** BEGIN Record set **
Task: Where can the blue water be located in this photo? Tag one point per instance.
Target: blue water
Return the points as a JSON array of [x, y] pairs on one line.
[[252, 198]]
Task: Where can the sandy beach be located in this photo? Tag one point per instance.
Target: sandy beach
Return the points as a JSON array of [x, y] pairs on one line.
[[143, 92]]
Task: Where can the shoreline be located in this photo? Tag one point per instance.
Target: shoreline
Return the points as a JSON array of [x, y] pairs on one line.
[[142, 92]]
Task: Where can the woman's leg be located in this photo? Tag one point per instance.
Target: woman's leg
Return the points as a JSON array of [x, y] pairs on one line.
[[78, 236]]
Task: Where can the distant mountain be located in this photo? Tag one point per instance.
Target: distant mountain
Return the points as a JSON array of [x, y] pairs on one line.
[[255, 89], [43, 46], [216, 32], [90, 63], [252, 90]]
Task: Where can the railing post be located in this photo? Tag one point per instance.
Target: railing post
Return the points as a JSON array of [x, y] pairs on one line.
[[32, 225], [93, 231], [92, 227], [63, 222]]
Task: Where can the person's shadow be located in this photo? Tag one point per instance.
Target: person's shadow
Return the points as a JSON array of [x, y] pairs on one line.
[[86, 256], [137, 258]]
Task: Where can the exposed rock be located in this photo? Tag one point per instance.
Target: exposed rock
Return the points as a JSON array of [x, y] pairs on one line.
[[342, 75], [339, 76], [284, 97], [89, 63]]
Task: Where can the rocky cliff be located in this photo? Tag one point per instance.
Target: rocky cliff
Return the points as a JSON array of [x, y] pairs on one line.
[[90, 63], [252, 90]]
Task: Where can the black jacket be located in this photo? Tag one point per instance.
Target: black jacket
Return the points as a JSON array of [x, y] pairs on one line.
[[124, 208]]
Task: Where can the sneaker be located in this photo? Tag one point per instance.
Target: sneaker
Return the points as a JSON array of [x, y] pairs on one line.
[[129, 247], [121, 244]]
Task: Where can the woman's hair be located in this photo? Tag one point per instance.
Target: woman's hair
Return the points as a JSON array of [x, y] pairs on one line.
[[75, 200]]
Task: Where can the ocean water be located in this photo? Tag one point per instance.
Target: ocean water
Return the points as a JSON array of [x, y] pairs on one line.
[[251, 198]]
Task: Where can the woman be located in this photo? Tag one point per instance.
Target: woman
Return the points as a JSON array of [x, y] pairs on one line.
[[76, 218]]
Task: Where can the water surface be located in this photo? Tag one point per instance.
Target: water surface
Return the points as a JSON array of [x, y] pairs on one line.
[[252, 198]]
** END Record set **
** BEGIN Record set **
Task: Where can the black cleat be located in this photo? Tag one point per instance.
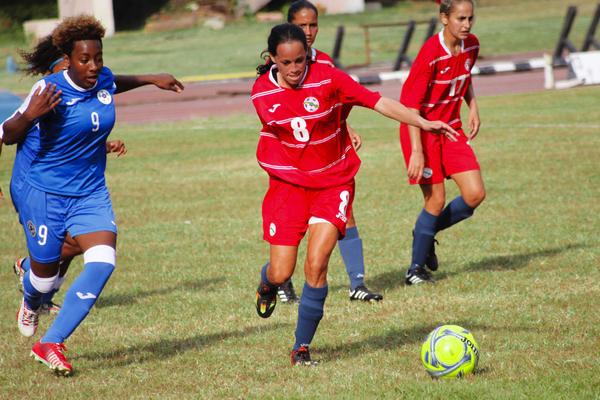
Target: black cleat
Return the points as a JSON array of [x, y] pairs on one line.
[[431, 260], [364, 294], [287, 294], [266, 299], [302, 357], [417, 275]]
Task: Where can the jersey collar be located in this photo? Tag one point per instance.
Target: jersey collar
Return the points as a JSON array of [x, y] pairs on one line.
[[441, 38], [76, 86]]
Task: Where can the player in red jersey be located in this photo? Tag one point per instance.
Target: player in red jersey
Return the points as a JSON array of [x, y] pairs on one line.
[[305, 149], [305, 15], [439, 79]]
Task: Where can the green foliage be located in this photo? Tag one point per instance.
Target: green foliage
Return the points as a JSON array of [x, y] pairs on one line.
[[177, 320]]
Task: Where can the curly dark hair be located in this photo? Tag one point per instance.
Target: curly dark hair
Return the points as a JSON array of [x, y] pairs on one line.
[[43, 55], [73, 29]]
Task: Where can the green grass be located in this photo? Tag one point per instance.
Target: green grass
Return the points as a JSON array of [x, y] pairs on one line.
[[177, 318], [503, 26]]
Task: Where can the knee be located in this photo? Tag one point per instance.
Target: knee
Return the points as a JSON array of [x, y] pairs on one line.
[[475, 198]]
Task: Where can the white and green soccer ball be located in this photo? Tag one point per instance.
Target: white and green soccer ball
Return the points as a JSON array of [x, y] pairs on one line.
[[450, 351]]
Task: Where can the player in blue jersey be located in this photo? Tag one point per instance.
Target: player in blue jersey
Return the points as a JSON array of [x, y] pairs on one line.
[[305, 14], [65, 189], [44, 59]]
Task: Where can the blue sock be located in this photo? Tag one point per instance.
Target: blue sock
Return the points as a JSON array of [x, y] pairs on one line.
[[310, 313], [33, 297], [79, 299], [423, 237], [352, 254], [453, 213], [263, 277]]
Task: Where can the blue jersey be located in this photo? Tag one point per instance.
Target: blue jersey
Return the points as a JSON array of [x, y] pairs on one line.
** END Record set **
**Required task:**
Please repeat the items above without any changes, from the line containing "Task: Where can the blue water" down to the line containing "[[142, 92]]", including both of those lines.

**Result for this task:**
Task: Where can the blue water be located in this photo? Tag one point per instance.
Target: blue water
Return the points as a JSON array of [x, y] pairs on one line.
[[252, 198]]
Task: Where can the sandy beach be located in this photo? Tag one point per instance.
Target: sandy beach
Return the points as a JSON array of [x, y] pairs on one line.
[[143, 92]]
Task: Where can the shoreline be located in this photo? Tag one point per instance.
Target: shoreline
Return the points as a JSON array of [x, y] pairs on one line.
[[142, 92]]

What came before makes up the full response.